[START]

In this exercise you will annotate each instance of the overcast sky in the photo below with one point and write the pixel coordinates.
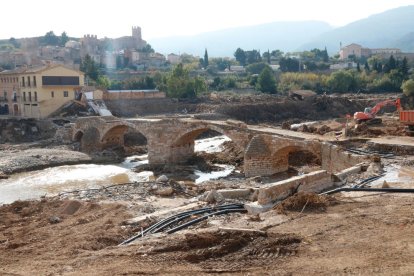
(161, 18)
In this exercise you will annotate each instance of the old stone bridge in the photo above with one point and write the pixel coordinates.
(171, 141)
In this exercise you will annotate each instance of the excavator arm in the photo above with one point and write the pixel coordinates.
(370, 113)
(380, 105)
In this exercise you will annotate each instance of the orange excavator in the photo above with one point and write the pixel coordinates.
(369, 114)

[END]
[START]

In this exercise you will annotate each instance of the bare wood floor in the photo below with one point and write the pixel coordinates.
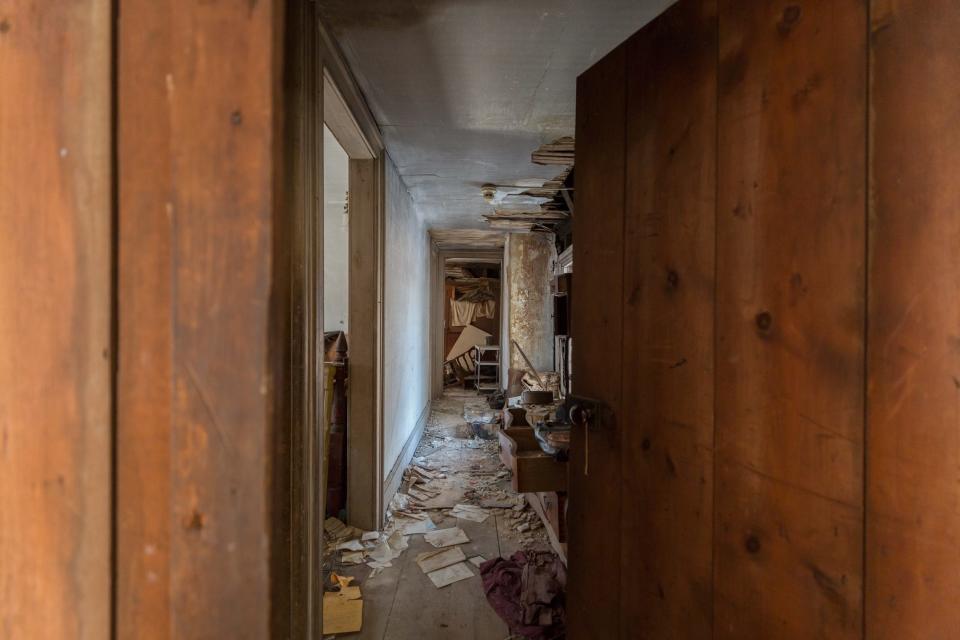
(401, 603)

[END]
[START]

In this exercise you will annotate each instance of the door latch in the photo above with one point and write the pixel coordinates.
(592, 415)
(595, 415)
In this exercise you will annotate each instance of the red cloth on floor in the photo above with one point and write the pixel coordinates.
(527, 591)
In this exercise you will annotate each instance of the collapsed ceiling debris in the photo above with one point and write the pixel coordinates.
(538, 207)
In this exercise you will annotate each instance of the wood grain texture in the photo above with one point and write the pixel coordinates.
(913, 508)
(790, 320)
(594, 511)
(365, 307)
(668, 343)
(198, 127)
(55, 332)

[END]

Stated task
Filter the data above and copy out each line containing the string "wood".

Solution for this exercise
In this exercise you will annotate each instance of the bare wood floor in the photo below with one point and write the pixel coordinates.
In this exercise you will annotate each instance of the wood grain texture in the photo above with one point and write the pixel coordinates.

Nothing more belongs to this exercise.